▶ **The problem**: Could you give the stretch from the line containing "Task: locate the pavement" through the line containing "[(79, 225)]" as a Markdown table, with a Row column numbering each one and a Text column holding the line itself, skipping any blank lines?

▶ **Input rows**:
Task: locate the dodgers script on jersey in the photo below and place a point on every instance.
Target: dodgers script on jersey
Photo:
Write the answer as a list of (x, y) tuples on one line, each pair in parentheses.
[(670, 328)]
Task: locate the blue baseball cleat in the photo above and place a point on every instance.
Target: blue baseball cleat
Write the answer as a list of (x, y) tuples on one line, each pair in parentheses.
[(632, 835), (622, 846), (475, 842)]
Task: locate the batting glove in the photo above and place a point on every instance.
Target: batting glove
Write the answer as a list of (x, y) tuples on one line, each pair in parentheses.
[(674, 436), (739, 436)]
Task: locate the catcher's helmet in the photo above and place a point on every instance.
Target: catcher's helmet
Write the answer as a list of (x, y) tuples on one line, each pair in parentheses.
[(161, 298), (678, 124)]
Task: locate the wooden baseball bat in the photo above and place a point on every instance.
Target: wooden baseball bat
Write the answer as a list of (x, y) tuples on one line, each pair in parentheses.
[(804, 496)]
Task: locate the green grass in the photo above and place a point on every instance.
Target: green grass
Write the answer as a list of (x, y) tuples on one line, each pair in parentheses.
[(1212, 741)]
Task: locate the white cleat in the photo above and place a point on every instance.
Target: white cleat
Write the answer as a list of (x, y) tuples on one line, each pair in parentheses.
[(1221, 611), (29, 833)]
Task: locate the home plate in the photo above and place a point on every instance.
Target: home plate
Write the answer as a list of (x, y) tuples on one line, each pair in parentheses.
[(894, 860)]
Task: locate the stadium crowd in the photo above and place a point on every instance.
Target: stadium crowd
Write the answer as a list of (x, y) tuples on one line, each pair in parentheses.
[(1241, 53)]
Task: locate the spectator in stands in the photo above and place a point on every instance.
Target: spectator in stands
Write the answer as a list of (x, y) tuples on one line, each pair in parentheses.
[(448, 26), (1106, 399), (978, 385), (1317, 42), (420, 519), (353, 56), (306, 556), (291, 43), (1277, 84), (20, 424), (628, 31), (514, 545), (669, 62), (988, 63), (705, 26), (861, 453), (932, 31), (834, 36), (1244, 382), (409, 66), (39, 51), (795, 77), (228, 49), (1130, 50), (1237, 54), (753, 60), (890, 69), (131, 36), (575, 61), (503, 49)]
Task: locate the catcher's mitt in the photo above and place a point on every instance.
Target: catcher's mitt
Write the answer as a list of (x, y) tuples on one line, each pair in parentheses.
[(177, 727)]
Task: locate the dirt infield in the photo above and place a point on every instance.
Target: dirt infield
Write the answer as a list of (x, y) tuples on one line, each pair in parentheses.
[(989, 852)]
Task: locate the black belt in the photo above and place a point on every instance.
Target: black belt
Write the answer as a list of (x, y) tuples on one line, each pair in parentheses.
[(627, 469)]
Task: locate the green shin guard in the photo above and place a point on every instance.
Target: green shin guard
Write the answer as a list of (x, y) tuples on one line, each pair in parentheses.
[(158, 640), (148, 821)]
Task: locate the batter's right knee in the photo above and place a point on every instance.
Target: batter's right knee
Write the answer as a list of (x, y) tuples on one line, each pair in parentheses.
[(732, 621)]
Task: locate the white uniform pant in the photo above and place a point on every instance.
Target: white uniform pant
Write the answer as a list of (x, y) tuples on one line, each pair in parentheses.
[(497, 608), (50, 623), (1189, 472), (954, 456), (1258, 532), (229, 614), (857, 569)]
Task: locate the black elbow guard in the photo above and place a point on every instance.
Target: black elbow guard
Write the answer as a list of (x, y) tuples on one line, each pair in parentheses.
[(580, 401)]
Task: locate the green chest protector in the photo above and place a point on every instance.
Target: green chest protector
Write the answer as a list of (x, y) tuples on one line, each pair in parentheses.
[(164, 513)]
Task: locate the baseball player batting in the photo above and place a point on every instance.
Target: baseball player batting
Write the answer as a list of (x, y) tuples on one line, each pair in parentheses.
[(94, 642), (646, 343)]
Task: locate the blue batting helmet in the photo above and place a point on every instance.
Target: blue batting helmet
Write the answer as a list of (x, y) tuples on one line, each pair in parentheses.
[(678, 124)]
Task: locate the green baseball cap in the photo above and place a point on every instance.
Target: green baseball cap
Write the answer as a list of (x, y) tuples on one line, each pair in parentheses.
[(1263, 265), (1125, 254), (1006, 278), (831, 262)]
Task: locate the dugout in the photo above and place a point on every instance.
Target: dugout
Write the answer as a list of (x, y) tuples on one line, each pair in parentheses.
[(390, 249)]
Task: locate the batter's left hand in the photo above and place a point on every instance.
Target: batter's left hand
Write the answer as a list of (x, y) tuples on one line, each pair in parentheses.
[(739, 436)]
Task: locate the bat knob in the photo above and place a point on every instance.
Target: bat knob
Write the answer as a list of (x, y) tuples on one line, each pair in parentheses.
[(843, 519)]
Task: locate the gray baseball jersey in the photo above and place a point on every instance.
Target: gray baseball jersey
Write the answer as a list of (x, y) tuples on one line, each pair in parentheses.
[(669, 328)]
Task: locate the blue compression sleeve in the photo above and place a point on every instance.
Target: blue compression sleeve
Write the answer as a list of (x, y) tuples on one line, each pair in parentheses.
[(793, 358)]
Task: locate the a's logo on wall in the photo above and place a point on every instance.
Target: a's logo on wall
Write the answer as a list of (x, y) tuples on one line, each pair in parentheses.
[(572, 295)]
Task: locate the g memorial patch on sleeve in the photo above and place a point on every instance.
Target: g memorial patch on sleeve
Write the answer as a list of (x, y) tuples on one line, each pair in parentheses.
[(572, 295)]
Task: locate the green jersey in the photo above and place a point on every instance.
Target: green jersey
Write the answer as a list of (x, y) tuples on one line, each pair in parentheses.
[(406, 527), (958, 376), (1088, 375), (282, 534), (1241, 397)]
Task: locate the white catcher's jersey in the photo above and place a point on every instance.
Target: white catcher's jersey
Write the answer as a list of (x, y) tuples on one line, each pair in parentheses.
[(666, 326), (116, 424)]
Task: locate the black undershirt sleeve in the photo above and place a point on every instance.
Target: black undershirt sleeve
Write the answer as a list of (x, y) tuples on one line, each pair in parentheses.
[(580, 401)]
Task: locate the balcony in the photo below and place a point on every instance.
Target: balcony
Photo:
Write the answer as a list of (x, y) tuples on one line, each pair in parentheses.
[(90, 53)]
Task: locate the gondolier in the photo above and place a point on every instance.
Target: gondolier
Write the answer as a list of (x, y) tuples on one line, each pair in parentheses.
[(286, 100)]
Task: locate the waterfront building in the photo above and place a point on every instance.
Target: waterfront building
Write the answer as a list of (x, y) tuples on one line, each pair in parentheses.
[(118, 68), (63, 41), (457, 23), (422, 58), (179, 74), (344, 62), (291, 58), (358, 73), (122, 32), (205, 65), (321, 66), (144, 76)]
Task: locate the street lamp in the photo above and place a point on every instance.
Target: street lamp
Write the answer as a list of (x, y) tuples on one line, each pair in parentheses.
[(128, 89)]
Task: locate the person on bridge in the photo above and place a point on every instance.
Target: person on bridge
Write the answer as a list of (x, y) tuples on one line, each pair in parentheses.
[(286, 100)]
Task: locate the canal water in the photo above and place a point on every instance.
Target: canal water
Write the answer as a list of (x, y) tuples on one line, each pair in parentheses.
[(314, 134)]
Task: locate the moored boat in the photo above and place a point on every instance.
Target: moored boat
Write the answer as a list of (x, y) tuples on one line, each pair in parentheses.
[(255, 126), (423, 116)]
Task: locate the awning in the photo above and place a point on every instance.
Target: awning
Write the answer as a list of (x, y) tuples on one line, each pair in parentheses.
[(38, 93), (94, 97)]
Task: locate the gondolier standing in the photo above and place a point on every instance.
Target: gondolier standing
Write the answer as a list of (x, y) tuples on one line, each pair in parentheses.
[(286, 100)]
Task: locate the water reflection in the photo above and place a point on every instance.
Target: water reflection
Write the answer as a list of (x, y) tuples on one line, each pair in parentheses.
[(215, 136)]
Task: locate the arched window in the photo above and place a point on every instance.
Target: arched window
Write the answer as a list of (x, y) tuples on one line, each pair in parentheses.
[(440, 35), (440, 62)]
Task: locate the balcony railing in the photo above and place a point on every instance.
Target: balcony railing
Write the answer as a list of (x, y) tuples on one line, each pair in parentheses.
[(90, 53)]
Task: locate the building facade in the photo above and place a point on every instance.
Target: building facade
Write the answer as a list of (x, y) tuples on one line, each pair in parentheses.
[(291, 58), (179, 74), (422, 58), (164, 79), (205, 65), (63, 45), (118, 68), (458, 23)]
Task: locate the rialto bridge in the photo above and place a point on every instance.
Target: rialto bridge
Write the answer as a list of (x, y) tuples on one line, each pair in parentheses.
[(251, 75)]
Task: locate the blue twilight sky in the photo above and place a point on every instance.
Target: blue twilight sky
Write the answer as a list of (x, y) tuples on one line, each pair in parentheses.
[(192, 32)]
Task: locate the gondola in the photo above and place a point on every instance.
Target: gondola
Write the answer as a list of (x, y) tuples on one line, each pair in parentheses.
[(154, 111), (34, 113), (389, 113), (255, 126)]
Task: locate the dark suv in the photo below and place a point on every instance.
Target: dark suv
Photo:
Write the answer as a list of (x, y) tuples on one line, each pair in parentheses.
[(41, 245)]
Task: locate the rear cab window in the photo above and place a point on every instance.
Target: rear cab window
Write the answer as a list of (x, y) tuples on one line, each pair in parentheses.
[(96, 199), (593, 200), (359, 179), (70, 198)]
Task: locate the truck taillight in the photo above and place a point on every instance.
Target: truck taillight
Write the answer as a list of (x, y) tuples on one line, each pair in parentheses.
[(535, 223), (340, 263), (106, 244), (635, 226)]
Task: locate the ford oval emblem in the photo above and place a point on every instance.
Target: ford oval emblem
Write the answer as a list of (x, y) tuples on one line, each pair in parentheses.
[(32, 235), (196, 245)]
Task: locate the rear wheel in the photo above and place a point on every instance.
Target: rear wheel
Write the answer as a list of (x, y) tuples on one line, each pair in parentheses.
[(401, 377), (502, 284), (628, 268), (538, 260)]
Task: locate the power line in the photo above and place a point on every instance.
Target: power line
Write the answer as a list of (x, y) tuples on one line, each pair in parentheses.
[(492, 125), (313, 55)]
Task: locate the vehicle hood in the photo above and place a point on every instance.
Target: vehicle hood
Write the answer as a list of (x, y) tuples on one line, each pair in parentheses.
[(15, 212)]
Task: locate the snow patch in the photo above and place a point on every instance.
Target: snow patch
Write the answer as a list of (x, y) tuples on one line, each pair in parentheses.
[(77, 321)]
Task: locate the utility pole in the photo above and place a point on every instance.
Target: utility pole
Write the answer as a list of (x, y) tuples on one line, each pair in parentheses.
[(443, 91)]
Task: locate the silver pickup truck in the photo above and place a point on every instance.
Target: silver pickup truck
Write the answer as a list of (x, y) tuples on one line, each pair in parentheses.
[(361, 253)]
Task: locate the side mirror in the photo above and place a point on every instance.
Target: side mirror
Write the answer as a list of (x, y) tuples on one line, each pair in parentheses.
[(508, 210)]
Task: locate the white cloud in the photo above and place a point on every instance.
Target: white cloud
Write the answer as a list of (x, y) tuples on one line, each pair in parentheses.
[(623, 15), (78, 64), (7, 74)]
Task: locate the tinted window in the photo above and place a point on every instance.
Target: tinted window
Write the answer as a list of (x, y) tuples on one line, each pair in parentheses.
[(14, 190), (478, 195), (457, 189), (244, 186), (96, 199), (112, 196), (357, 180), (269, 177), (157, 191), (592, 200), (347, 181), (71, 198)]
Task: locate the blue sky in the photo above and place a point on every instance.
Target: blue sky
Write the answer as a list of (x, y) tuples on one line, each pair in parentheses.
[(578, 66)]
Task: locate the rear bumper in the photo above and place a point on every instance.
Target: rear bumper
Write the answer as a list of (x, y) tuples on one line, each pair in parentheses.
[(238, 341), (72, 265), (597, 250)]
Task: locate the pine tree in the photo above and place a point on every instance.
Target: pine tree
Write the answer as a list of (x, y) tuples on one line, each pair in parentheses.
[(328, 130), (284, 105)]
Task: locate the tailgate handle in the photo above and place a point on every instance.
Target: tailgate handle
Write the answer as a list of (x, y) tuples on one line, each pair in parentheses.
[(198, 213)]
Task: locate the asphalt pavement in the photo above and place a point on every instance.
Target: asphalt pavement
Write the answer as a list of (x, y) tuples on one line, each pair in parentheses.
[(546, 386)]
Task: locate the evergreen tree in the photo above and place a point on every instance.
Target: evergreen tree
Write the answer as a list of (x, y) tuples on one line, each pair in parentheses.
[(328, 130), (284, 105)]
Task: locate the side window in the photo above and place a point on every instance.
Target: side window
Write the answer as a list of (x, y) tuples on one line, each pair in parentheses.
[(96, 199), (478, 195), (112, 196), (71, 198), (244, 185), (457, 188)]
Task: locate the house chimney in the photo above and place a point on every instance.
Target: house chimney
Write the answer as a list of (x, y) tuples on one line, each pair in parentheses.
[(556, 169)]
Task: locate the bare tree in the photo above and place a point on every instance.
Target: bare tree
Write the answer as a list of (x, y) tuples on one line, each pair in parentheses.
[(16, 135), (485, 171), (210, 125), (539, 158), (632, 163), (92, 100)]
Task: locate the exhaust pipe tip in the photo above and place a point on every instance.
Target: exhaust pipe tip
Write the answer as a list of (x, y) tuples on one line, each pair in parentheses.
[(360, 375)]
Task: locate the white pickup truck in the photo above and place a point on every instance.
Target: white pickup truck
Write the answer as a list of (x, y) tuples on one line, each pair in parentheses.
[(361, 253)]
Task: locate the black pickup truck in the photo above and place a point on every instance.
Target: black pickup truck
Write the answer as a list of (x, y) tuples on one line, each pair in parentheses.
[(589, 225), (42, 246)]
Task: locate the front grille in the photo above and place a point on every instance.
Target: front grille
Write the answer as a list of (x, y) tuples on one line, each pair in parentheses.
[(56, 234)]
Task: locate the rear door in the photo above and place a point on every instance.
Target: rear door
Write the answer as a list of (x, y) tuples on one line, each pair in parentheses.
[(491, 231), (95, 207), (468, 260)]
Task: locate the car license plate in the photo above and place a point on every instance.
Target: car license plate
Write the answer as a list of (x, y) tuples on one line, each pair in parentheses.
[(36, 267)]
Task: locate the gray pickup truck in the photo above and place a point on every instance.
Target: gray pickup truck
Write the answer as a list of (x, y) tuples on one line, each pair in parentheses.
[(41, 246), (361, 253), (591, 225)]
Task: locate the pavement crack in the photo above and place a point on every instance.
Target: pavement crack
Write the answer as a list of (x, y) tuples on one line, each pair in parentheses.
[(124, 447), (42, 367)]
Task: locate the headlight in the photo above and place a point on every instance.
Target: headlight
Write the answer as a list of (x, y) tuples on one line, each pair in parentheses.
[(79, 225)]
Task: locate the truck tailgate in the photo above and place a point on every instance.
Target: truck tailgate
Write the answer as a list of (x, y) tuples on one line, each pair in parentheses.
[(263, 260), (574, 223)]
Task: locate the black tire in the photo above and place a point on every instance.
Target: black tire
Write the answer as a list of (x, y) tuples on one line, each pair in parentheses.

▶ **The output**:
| Row | Text |
|---|---|
| 1 | Task: locate the pavement crack in the photo above and place a point on every instance. |
| 2 | Target: pavement crack |
| 3 | Write the answer as a list of (x, y) tuples on one line, each pair in parentheses. |
| 4 | [(124, 447), (42, 367)] |
| 5 | Task: locate the headlight in the photo above and place a point on every instance. |
| 6 | Target: headlight |
| 7 | Write the answer as a list of (x, y) tuples on one line, each pair in parentheses. |
| 8 | [(79, 225)] |